Apply what you read:
a) From the Soar passage, return everything from "The goal of" down to "Soar Cognitive Architecture.".
b) Answer these questions using the Soar passage:
(i) In what year did Soar begin as John Laird's thesis?
(ii) What 2012 book is named as the most current and comprehensive description of Soar?
(iii) At which university is Soar now maintained and developed?
c) List each human cognitive capability that the Soar passage names as an example.

Page extract:

= Soar (cognitive architecture) =

Symbolic cognitive architecture

Soar is a cognitive architecture, originally created by John Laird, Allen Newell, and Paul Rosenbloom at Carnegie Mellon University.

The goal of the Soar project is to develop the fixed computational building blocks necessary for general intelligent agents – agents that can perform a wide range of tasks and encode, use, and learn all types of knowledge to realize the full range of cognitive capabilities found in humans, such as decision making, problem solving, planning, and natural-language understanding. It is both a theory of what cognition is and a computational implementation of that theory. Since its beginnings in 1983 as John Laird's thesis, it has been widely used by AI researchers to create intelligent agents and cognitive models of different aspects of human behavior. The most current and comprehensive description of Soar is the 2012 book, The Soar Cognitive Architecture.

Rosenbloom continued to serve as co-principal investigator after moving to Stanford University, then to the University of Southern California's Information Sciences Institute. It is now maintained and developed by John Laird's research group at the University of Michigan.

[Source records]
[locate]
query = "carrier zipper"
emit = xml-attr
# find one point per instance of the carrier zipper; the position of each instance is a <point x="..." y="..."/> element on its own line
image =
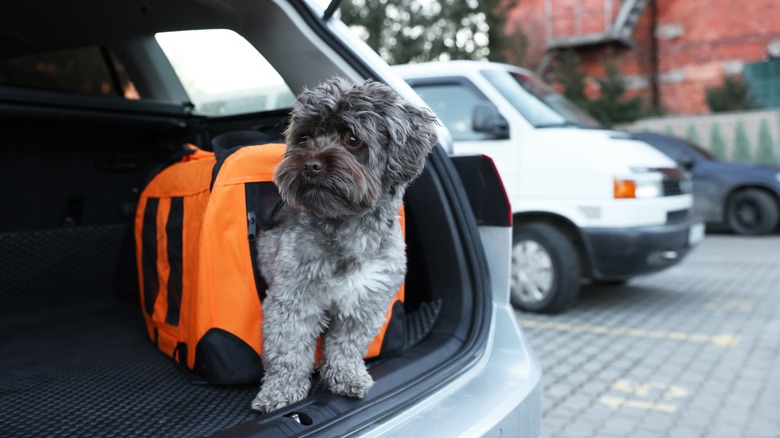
<point x="251" y="218"/>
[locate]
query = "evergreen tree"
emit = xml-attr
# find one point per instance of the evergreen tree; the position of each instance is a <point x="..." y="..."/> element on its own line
<point x="612" y="106"/>
<point x="717" y="144"/>
<point x="568" y="72"/>
<point x="733" y="95"/>
<point x="403" y="31"/>
<point x="767" y="150"/>
<point x="741" y="144"/>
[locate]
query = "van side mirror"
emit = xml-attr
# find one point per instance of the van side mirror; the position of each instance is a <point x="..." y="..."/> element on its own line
<point x="686" y="161"/>
<point x="486" y="119"/>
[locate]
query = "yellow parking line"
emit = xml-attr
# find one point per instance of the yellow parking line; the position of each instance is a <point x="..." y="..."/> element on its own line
<point x="616" y="403"/>
<point x="724" y="340"/>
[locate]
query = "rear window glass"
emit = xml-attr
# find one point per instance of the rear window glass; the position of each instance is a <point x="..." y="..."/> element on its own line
<point x="84" y="70"/>
<point x="223" y="74"/>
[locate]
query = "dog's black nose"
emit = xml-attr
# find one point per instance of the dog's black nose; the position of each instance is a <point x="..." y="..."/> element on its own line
<point x="312" y="167"/>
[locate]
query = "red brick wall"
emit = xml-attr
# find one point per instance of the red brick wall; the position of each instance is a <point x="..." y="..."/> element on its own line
<point x="697" y="41"/>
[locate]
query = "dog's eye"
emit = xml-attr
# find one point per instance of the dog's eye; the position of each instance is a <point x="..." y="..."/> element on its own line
<point x="351" y="141"/>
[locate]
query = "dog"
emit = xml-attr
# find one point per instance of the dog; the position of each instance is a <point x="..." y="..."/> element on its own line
<point x="335" y="256"/>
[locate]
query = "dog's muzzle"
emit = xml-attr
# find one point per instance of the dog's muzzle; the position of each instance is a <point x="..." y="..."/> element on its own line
<point x="313" y="167"/>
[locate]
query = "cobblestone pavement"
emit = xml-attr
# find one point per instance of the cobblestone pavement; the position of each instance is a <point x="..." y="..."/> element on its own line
<point x="693" y="351"/>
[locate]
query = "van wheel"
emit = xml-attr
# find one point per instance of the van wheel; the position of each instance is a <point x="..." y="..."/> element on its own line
<point x="545" y="269"/>
<point x="752" y="212"/>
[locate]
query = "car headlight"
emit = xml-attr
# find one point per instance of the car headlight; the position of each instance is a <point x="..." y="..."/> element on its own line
<point x="645" y="183"/>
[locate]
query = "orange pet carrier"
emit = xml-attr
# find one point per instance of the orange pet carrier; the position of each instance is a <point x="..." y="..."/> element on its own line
<point x="201" y="292"/>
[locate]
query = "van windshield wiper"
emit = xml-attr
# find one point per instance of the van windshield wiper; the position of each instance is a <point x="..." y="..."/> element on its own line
<point x="564" y="124"/>
<point x="331" y="9"/>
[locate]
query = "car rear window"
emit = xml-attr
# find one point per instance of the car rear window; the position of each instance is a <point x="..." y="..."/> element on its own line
<point x="85" y="70"/>
<point x="223" y="74"/>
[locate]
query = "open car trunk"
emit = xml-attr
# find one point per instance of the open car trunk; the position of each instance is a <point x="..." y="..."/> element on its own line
<point x="75" y="358"/>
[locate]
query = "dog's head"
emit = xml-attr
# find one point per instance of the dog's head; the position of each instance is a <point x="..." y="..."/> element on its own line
<point x="350" y="145"/>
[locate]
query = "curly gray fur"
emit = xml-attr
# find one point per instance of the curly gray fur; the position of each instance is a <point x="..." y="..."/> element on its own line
<point x="336" y="257"/>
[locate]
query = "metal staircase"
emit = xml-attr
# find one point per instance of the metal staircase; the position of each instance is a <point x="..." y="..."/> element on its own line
<point x="618" y="28"/>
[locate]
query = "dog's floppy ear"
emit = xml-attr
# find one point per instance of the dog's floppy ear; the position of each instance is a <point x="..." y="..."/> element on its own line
<point x="412" y="130"/>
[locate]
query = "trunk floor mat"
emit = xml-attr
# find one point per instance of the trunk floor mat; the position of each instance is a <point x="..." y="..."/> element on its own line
<point x="95" y="373"/>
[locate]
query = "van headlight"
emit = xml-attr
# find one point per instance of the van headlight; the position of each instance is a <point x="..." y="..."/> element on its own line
<point x="634" y="188"/>
<point x="645" y="183"/>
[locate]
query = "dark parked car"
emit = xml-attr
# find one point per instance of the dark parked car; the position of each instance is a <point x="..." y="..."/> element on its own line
<point x="744" y="197"/>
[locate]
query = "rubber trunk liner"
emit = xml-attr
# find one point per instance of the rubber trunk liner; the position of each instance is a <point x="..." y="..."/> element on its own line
<point x="95" y="373"/>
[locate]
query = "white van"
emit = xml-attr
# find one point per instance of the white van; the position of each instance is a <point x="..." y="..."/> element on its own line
<point x="587" y="202"/>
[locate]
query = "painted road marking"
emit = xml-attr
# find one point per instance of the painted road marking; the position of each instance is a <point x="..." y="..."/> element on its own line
<point x="639" y="394"/>
<point x="731" y="305"/>
<point x="724" y="340"/>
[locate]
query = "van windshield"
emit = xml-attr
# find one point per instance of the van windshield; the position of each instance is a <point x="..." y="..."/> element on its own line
<point x="539" y="103"/>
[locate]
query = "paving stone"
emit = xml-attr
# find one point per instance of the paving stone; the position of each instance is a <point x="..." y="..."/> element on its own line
<point x="663" y="366"/>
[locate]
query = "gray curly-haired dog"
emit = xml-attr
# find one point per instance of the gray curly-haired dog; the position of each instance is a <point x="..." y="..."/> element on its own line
<point x="336" y="257"/>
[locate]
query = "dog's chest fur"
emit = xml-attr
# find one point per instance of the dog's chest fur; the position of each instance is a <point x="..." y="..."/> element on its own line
<point x="333" y="262"/>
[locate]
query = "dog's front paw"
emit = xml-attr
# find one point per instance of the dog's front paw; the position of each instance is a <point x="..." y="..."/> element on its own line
<point x="273" y="396"/>
<point x="351" y="381"/>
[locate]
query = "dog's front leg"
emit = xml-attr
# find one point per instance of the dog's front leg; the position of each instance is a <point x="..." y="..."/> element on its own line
<point x="344" y="346"/>
<point x="289" y="344"/>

Outputs for the tasks:
a)
The goal of the Soar project is to develop the fixed computational building blocks necessary for general intelligent agents – agents that can perform a wide range of tasks and encode, use, and learn all types of knowledge to realize the full range of cognitive capabilities found in humans, such as decision making, problem solving, planning, and natural-language understanding. It is both a theory of what cognition is and a computational implementation of that theory. Since its beginnings in 1983 as John Laird's thesis, it has been widely used by AI researchers to create intelligent agents and cognitive models of different aspects of human behavior. The most current and comprehensive description of Soar is the 2012 book, The Soar Cognitive Architecture.

b)
(i) 1983
(ii) The Soar Cognitive Architecture
(iii) The University of Michigan

c)
- decision making
- problem solving
- planning
- natural-language understanding